How many lines in the rows below contain the word "jacket"? Case counts, so match capitalization exactly, and reply with the number only.

- EXCERPTED RECORDS -
— START —

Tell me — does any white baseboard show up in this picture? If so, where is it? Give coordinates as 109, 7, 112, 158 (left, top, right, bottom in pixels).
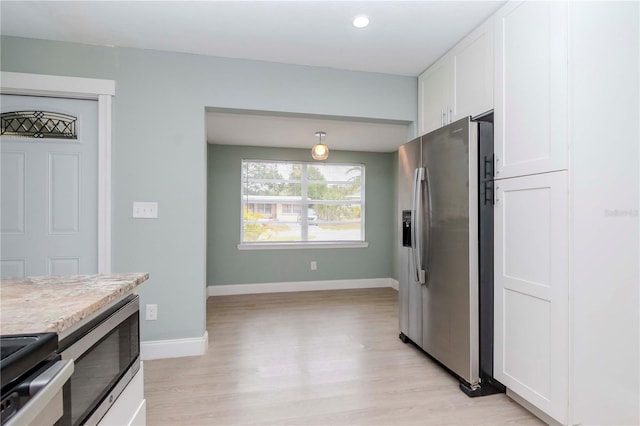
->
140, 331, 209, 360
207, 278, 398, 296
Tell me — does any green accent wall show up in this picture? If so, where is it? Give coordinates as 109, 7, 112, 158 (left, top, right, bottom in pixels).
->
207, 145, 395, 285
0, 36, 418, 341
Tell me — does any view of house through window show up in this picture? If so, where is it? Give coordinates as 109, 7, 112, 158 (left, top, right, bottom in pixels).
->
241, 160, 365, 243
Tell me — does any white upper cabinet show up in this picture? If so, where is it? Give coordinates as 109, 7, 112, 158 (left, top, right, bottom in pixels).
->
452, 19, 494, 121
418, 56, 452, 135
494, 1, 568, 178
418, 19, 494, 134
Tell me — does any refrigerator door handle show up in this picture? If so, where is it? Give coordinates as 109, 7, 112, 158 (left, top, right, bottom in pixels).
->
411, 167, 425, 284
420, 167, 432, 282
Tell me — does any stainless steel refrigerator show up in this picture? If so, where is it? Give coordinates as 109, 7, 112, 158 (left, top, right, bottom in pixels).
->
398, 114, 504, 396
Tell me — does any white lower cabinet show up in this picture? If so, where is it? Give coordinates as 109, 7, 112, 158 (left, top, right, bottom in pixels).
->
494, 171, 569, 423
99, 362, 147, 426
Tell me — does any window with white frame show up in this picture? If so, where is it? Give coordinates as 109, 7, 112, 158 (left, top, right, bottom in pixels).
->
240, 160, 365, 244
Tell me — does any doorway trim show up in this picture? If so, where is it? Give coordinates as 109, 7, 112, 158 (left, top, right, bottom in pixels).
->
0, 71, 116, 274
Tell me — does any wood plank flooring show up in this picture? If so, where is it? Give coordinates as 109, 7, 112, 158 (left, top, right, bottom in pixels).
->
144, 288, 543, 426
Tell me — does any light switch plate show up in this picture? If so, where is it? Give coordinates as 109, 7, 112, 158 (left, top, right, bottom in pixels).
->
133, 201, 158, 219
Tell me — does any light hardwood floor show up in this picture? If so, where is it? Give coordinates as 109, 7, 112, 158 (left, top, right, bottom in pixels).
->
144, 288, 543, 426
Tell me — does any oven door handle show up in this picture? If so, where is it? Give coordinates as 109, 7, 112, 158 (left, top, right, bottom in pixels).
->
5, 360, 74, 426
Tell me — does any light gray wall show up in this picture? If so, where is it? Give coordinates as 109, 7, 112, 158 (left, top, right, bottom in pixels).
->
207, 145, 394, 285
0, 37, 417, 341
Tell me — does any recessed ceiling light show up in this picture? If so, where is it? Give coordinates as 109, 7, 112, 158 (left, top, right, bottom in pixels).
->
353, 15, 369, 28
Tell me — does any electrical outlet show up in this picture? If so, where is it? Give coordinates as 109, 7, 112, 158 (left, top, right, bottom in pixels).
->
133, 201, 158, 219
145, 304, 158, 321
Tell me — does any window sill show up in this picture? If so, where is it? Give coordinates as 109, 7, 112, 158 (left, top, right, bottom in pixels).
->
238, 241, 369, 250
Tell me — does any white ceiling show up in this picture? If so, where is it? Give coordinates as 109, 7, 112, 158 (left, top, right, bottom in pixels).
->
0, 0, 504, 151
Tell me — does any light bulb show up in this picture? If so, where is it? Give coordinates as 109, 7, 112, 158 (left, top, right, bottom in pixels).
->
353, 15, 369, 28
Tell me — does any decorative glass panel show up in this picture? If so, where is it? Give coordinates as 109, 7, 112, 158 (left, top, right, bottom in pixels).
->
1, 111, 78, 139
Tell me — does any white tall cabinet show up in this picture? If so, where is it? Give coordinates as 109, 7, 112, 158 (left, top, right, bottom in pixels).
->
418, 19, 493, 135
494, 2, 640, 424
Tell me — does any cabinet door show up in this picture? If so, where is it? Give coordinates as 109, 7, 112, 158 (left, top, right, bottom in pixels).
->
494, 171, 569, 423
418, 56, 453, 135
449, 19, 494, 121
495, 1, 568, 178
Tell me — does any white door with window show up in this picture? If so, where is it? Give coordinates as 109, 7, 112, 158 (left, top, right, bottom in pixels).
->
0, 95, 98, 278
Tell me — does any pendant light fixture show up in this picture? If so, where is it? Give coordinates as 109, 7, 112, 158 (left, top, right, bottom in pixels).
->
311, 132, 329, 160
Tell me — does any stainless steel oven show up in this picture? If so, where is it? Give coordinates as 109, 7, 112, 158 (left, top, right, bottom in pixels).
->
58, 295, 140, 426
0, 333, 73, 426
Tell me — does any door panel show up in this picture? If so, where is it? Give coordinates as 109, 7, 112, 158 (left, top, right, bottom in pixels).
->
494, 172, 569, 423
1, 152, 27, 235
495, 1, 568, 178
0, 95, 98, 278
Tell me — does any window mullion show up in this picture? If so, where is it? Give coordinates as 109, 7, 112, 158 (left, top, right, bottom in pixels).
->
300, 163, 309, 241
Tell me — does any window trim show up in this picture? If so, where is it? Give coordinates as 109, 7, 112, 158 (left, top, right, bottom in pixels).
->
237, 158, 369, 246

— END —
— START —

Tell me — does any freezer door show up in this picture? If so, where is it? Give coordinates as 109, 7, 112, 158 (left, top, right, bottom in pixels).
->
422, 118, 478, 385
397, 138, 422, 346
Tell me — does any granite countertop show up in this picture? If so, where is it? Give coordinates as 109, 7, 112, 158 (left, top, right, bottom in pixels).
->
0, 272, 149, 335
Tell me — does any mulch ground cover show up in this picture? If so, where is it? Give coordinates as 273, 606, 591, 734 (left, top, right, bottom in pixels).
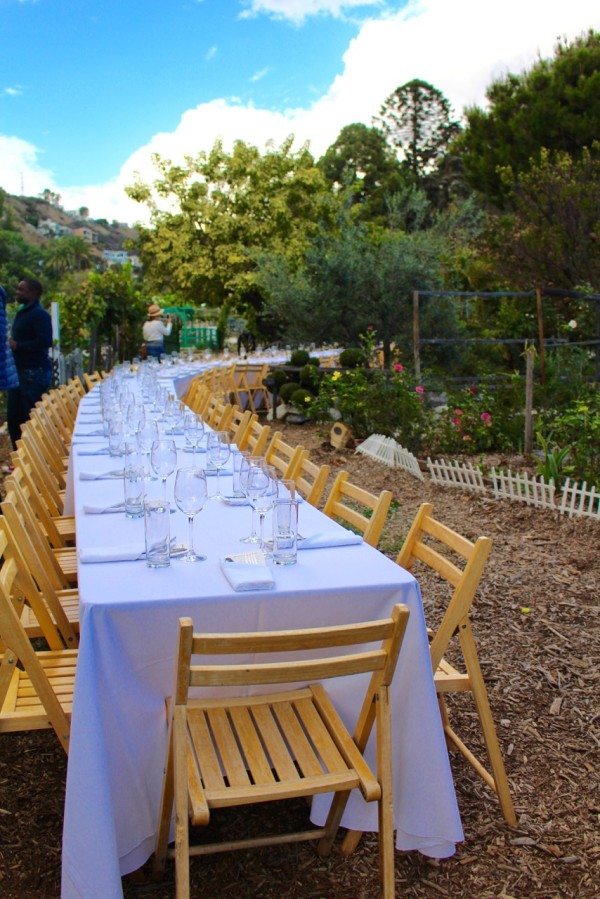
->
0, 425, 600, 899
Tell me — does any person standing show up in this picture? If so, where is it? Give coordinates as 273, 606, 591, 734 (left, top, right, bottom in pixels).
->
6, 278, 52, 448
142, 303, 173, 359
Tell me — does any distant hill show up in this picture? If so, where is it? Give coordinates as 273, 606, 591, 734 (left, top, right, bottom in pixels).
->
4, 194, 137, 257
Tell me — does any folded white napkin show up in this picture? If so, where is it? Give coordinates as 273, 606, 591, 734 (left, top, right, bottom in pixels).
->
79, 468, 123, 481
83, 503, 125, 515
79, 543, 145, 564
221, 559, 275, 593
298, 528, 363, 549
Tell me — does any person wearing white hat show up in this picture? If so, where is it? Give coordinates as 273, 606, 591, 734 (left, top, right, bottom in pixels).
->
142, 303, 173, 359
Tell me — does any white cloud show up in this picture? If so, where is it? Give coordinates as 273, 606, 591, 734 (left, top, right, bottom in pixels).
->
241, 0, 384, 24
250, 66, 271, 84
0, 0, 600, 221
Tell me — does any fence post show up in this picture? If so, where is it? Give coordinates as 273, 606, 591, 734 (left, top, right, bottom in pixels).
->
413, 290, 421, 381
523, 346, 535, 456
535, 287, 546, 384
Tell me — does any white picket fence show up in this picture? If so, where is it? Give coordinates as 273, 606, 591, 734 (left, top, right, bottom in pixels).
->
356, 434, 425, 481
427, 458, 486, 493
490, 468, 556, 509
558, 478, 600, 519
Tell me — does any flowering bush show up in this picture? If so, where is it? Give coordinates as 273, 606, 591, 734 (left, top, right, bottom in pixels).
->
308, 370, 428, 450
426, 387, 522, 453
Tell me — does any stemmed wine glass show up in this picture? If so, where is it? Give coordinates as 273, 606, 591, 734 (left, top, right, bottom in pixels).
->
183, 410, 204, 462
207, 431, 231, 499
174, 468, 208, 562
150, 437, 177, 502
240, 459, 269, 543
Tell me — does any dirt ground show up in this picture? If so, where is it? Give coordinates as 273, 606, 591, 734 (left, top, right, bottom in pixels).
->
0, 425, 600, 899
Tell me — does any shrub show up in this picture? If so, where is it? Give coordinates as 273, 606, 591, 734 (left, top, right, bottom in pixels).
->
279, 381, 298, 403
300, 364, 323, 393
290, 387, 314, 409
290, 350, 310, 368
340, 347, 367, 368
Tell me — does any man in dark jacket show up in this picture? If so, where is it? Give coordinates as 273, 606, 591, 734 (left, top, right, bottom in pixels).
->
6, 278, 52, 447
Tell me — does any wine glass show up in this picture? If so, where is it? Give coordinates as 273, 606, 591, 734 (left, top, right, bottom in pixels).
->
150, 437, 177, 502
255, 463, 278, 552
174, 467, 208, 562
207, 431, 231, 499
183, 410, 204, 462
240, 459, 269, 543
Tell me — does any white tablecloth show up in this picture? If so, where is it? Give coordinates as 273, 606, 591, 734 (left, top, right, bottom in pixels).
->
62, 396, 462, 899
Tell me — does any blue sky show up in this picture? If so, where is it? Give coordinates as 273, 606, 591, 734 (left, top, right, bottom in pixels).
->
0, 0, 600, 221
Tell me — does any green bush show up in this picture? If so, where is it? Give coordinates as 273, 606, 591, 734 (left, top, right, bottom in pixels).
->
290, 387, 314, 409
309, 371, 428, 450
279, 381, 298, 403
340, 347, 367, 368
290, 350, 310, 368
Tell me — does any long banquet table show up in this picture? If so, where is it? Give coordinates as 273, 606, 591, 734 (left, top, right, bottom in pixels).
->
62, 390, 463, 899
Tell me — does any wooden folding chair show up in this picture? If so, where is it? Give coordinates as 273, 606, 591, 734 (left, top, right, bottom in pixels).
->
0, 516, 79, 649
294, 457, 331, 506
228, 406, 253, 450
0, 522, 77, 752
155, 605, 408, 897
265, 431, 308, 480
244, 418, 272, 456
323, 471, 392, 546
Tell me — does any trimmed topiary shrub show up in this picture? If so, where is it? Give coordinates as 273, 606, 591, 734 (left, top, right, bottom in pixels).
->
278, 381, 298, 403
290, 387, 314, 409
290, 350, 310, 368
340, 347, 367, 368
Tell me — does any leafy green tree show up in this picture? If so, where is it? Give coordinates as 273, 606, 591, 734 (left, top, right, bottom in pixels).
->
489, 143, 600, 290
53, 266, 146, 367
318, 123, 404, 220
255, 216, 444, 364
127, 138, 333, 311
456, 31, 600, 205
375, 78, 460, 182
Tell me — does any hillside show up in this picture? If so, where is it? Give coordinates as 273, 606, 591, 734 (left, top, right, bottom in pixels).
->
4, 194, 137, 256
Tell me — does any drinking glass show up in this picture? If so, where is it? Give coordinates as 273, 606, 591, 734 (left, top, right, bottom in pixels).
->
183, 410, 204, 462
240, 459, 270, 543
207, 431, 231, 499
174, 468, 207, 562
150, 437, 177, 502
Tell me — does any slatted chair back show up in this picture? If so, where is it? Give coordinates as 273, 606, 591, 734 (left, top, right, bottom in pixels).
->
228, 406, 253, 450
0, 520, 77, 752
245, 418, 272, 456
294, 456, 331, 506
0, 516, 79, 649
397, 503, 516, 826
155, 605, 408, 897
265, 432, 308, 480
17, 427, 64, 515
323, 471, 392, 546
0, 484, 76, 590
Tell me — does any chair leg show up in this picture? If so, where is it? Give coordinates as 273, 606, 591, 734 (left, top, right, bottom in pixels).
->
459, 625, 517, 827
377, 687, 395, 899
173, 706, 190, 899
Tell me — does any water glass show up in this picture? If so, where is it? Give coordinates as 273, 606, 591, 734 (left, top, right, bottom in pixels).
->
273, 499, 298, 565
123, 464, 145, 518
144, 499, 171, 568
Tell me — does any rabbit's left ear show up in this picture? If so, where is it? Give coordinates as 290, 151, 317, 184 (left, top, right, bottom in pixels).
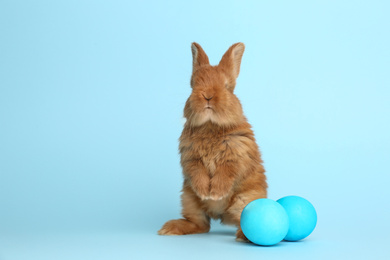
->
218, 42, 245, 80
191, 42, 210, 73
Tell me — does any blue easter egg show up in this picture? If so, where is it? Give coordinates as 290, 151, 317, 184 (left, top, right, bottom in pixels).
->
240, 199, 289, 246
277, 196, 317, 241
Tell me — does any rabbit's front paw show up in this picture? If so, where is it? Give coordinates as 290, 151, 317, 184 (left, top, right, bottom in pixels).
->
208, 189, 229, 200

— END —
— START —

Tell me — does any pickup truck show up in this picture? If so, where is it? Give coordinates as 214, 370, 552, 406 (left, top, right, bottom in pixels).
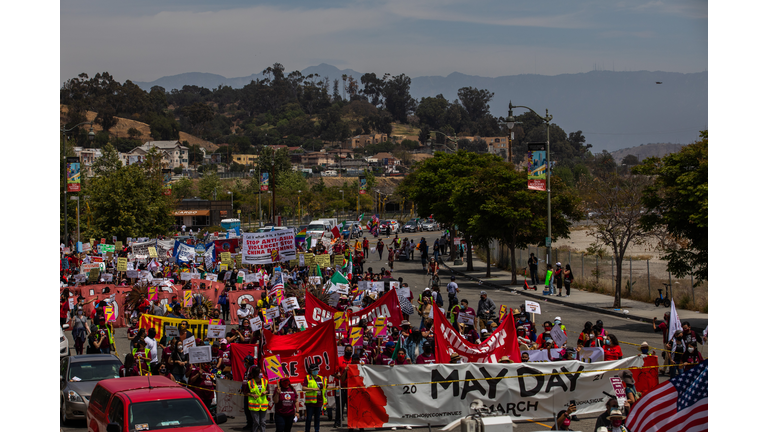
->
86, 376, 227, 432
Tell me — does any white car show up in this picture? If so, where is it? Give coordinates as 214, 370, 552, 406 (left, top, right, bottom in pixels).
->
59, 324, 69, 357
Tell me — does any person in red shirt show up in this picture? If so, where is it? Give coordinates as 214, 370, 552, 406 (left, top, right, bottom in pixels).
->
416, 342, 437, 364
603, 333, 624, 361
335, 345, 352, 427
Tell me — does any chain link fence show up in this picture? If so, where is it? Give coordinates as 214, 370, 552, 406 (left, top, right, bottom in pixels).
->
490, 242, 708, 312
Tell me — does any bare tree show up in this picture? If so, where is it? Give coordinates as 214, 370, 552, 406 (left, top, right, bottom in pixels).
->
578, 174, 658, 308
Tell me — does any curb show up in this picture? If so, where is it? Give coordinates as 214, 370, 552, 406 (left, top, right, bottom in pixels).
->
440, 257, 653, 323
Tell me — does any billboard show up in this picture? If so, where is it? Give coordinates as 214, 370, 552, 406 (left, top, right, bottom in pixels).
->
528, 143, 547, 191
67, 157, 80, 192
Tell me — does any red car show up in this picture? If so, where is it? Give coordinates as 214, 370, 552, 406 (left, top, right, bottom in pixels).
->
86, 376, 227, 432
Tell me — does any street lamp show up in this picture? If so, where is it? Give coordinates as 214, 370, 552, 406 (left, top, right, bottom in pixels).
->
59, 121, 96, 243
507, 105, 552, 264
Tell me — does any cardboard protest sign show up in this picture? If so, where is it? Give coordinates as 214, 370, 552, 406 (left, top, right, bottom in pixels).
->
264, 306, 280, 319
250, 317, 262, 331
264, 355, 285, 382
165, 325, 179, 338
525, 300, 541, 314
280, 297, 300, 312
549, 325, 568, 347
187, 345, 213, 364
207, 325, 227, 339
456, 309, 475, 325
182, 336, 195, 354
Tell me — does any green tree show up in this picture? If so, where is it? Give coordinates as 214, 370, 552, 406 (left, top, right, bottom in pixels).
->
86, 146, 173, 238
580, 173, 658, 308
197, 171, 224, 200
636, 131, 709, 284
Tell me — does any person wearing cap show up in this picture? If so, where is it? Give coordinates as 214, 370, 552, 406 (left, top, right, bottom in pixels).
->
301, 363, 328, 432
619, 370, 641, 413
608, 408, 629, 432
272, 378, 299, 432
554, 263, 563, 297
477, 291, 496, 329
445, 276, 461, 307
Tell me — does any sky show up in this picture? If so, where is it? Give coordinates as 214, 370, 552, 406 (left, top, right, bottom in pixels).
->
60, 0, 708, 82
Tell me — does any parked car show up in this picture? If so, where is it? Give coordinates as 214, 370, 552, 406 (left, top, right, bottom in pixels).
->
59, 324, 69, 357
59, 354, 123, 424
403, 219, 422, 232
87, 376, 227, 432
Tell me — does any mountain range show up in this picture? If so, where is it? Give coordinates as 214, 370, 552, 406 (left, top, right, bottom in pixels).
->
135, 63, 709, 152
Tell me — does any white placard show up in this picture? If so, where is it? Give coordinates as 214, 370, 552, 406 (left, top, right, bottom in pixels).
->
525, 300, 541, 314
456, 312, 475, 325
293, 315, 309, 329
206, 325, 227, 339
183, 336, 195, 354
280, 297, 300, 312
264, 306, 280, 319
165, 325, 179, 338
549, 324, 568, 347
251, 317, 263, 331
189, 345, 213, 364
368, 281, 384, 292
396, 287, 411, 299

— END —

- OUTPUT BELOW -
1